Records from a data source
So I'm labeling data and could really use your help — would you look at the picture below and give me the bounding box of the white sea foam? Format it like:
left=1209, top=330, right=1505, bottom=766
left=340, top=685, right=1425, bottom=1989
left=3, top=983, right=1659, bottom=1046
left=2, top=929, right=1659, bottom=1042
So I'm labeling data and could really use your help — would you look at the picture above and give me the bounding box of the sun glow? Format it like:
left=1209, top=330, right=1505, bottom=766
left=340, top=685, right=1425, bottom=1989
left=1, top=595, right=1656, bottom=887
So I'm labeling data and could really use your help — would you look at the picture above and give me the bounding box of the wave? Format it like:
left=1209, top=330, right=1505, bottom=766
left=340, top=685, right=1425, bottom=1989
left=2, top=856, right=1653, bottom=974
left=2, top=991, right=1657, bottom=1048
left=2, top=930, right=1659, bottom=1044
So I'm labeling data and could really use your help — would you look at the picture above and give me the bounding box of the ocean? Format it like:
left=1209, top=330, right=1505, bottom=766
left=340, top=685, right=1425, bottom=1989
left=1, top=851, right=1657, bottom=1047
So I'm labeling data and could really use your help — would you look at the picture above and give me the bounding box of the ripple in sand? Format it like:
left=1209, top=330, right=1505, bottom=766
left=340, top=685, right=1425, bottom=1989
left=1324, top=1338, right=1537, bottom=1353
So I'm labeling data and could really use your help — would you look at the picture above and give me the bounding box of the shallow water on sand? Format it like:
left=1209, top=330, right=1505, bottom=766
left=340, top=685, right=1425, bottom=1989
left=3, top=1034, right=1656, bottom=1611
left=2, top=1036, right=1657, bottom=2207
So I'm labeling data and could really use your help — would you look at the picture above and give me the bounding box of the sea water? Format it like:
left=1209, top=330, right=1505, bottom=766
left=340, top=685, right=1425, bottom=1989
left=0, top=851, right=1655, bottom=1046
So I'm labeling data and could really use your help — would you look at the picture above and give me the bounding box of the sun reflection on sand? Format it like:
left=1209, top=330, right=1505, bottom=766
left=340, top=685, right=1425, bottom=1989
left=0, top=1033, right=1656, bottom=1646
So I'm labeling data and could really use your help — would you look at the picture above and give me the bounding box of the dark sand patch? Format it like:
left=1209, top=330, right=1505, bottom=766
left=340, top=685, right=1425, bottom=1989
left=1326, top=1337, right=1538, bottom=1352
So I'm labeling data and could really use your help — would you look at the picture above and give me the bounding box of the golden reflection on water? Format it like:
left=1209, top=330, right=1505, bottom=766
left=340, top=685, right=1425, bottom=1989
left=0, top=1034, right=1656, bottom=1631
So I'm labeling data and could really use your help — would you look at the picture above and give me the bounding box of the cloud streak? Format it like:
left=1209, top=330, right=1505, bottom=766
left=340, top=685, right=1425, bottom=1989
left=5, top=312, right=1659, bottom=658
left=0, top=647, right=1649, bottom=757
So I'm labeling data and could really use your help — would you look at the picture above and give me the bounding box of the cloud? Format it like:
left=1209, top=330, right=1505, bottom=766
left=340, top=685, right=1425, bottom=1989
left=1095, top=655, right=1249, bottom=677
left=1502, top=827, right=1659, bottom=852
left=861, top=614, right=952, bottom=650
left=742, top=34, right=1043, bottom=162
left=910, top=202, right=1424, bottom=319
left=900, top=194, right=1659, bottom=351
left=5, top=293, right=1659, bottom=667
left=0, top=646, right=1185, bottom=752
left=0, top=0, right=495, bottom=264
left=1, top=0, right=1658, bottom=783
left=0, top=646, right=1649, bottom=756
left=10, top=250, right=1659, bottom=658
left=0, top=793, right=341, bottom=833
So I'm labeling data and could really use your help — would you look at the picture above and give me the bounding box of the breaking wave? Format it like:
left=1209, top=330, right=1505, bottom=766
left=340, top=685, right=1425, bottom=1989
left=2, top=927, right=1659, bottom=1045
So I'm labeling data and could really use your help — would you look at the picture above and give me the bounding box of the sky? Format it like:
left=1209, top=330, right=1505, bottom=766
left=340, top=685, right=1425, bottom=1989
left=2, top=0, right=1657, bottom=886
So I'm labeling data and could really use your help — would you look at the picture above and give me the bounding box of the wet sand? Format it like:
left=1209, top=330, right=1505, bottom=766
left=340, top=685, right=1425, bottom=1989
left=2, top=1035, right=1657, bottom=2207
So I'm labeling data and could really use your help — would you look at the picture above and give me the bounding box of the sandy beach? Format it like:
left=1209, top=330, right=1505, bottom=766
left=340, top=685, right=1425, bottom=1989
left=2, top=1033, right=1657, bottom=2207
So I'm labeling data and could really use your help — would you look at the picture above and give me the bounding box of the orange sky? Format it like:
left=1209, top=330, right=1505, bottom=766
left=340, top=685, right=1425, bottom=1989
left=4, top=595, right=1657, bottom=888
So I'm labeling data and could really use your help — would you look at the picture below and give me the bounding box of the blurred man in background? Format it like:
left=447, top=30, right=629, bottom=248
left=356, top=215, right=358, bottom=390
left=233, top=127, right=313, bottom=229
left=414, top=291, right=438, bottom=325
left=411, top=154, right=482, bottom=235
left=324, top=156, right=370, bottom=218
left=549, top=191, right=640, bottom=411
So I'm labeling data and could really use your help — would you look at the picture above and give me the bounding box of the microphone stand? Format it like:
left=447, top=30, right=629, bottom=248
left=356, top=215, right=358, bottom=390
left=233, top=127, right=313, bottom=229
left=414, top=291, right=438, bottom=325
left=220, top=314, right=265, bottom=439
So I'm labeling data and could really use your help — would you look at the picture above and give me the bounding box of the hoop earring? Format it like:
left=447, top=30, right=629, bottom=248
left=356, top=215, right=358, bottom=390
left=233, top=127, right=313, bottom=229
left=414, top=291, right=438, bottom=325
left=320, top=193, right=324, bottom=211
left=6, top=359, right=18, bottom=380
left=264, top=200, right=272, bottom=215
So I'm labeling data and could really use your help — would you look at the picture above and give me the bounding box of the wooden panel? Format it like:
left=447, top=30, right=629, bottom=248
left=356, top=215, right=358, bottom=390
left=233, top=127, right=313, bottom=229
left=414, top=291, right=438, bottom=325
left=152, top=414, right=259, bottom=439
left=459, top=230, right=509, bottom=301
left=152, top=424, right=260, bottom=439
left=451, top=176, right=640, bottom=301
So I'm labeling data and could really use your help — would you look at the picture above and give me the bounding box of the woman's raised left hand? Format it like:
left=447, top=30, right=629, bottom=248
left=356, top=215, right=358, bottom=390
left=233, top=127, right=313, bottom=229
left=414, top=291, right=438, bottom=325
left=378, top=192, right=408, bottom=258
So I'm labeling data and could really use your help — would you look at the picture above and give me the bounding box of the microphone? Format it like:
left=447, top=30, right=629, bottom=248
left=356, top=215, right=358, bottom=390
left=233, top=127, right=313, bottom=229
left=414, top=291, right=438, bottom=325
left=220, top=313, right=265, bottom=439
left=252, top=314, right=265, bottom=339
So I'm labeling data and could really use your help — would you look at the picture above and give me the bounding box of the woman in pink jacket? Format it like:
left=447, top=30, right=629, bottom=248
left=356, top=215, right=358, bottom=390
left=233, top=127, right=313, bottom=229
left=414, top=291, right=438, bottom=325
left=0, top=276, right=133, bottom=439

(WHAT IS NEEDED)
Exactly as they appear above, copy out all the records.

(SOLUTION TO THIS PROBLEM)
So I'm labeling data and could really use your help — would you look at the picture below and give me the bounding box of the white sea foam? Format it like:
left=1209, top=330, right=1505, bottom=766
left=340, top=685, right=1425, bottom=1989
left=3, top=983, right=1659, bottom=1046
left=2, top=929, right=1659, bottom=1042
So I'm labeling data and could really use your help — would you look at the picture above and give me the bounding box of the sun glow? Format it like:
left=1209, top=330, right=1505, bottom=766
left=340, top=685, right=1425, bottom=1989
left=1, top=595, right=1656, bottom=887
So I'm labeling data and could really use your help — would you look at the picture above and give me the bounding box of the wave? Format it like:
left=1209, top=330, right=1505, bottom=766
left=340, top=685, right=1425, bottom=1989
left=2, top=856, right=1653, bottom=974
left=2, top=991, right=1657, bottom=1048
left=2, top=930, right=1659, bottom=1044
So I'm labeling data and could really use your help — would you look at the picture above and give me the bounding box of the ocean? Format it like:
left=1209, top=330, right=1505, bottom=766
left=340, top=685, right=1425, bottom=1989
left=1, top=851, right=1657, bottom=1047
So I'm labeling data and could really use your help — would you look at the picture above and give me the bounding box of the ripple in sand? Format it like:
left=1209, top=330, right=1505, bottom=766
left=340, top=685, right=1425, bottom=1989
left=1324, top=1338, right=1537, bottom=1353
So I'm labeling data and could really use your help — would you look at the picture above and give me the bounding box of the shallow water on sand? Format it like:
left=1209, top=330, right=1505, bottom=766
left=340, top=685, right=1425, bottom=1989
left=3, top=1034, right=1656, bottom=1611
left=2, top=1036, right=1657, bottom=2207
So I'm labeling data and could really use your help — would you look at the picture above and give me the bounding box of the sea water? Format it like:
left=1209, top=330, right=1505, bottom=766
left=340, top=685, right=1425, bottom=1989
left=0, top=851, right=1655, bottom=1046
So I'm labeling data and could really use your help — would you look at the picture above and give me the bounding box of the sun reflection on sand? Format it like:
left=1209, top=330, right=1505, bottom=766
left=340, top=685, right=1425, bottom=1989
left=0, top=1033, right=1656, bottom=1646
So I'm labeling data and could really use your help — would you look at the picture above and give me the bounding box of the dark sand patch? Format it like:
left=1209, top=330, right=1505, bottom=766
left=340, top=685, right=1425, bottom=1989
left=1326, top=1337, right=1538, bottom=1352
So I'm labeling data and could really use your help — would you look at the picture above and give me the bounding box of the golden reflection on water? Format it like:
left=1209, top=330, right=1505, bottom=766
left=340, top=685, right=1425, bottom=1989
left=0, top=1034, right=1656, bottom=1631
So I'm labeling data and could really use your help — would you look at the picture above and give me the bounding box of the cloud streak? Format it like:
left=1209, top=330, right=1505, bottom=766
left=340, top=685, right=1425, bottom=1989
left=5, top=312, right=1659, bottom=658
left=0, top=647, right=1649, bottom=757
So I'm labeling data and could really use your help — would you look at the picture above and give me the bounding box of the cloud? Format it like:
left=1209, top=330, right=1505, bottom=766
left=340, top=685, right=1425, bottom=1989
left=1095, top=655, right=1249, bottom=677
left=1502, top=827, right=1659, bottom=852
left=861, top=614, right=952, bottom=650
left=742, top=34, right=1043, bottom=162
left=910, top=202, right=1424, bottom=319
left=900, top=194, right=1659, bottom=351
left=5, top=293, right=1659, bottom=667
left=0, top=646, right=1185, bottom=752
left=0, top=0, right=495, bottom=264
left=1, top=0, right=1658, bottom=783
left=0, top=646, right=1649, bottom=756
left=10, top=250, right=1659, bottom=658
left=0, top=793, right=341, bottom=833
So I'm labeling data and could really use your help — would you look at the picture above and give me the bounding box of the breaking wave? Format it like:
left=1209, top=330, right=1505, bottom=766
left=340, top=685, right=1425, bottom=1989
left=2, top=927, right=1659, bottom=1045
So I'm labeling data and could really use your help — would you look at the picture above and give me the bounding box of the sky? Format it like:
left=1209, top=330, right=1505, bottom=766
left=340, top=685, right=1425, bottom=1989
left=2, top=0, right=1657, bottom=886
So I'm labeling data and could really use your help — would you look at the picture above and give me the bounding box of the wet sand? Format it like:
left=1209, top=330, right=1505, bottom=766
left=340, top=685, right=1425, bottom=1989
left=2, top=1035, right=1657, bottom=2207
So I'm labeling data and could really use your help — would you look at the picture above and give me the bounding box of the sandy beach? Format it like:
left=1209, top=330, right=1505, bottom=766
left=340, top=685, right=1425, bottom=1989
left=2, top=1033, right=1657, bottom=2207
So I'm labeling data and could really use your help — would you look at the picture above and give me the bounding box of the orange sky? Format it like:
left=1209, top=330, right=1505, bottom=766
left=340, top=685, right=1425, bottom=1989
left=4, top=595, right=1657, bottom=888
So I'm labeling data and could really use your help — would you look at the picture below and give me the bounding box of the blurred man in background? Format it like:
left=447, top=30, right=629, bottom=248
left=356, top=215, right=358, bottom=390
left=233, top=127, right=313, bottom=229
left=414, top=291, right=438, bottom=325
left=411, top=154, right=482, bottom=235
left=324, top=156, right=370, bottom=218
left=549, top=191, right=640, bottom=411
So I'm labeling data and could really use your help — would you look at the picture above and give me the bounding box of the microphone stand? Format it like:
left=447, top=30, right=629, bottom=248
left=356, top=215, right=358, bottom=390
left=233, top=127, right=313, bottom=229
left=414, top=291, right=438, bottom=325
left=220, top=314, right=265, bottom=439
So I'm labeling data and could really use your help — would you look at the picture above and give me the bounding box of the hoop earring? Format it like:
left=447, top=30, right=629, bottom=248
left=356, top=215, right=358, bottom=390
left=233, top=127, right=313, bottom=229
left=414, top=291, right=438, bottom=325
left=320, top=193, right=324, bottom=211
left=6, top=359, right=18, bottom=380
left=264, top=200, right=272, bottom=215
So I'm labeling data and could really use your help — would you look at the picture above and give me the bounding box of the wooden panel? Format it like:
left=447, top=30, right=629, bottom=248
left=356, top=215, right=358, bottom=390
left=233, top=127, right=313, bottom=229
left=414, top=291, right=438, bottom=325
left=152, top=414, right=259, bottom=439
left=459, top=230, right=509, bottom=301
left=152, top=424, right=260, bottom=439
left=451, top=176, right=640, bottom=301
So I'm labeling data and could really use your help — would you look at the picture above and give me the bounding box of the woman's raised left hand? Format it like:
left=447, top=30, right=629, bottom=248
left=356, top=215, right=358, bottom=390
left=233, top=127, right=313, bottom=229
left=414, top=291, right=438, bottom=325
left=378, top=192, right=408, bottom=258
So I'm labeling data and could really use your help — would you look at the picture above and give me the bounding box of the microphone? Format it like:
left=447, top=30, right=629, bottom=248
left=356, top=215, right=358, bottom=390
left=233, top=127, right=313, bottom=229
left=414, top=291, right=438, bottom=325
left=220, top=313, right=265, bottom=439
left=252, top=314, right=265, bottom=339
So I'm labeling data and could really use your help — would you look at the picture above and give me the bounding box of the woman in pink jacket? Format it like:
left=447, top=30, right=629, bottom=248
left=356, top=215, right=358, bottom=390
left=233, top=127, right=313, bottom=229
left=414, top=291, right=438, bottom=325
left=0, top=276, right=133, bottom=439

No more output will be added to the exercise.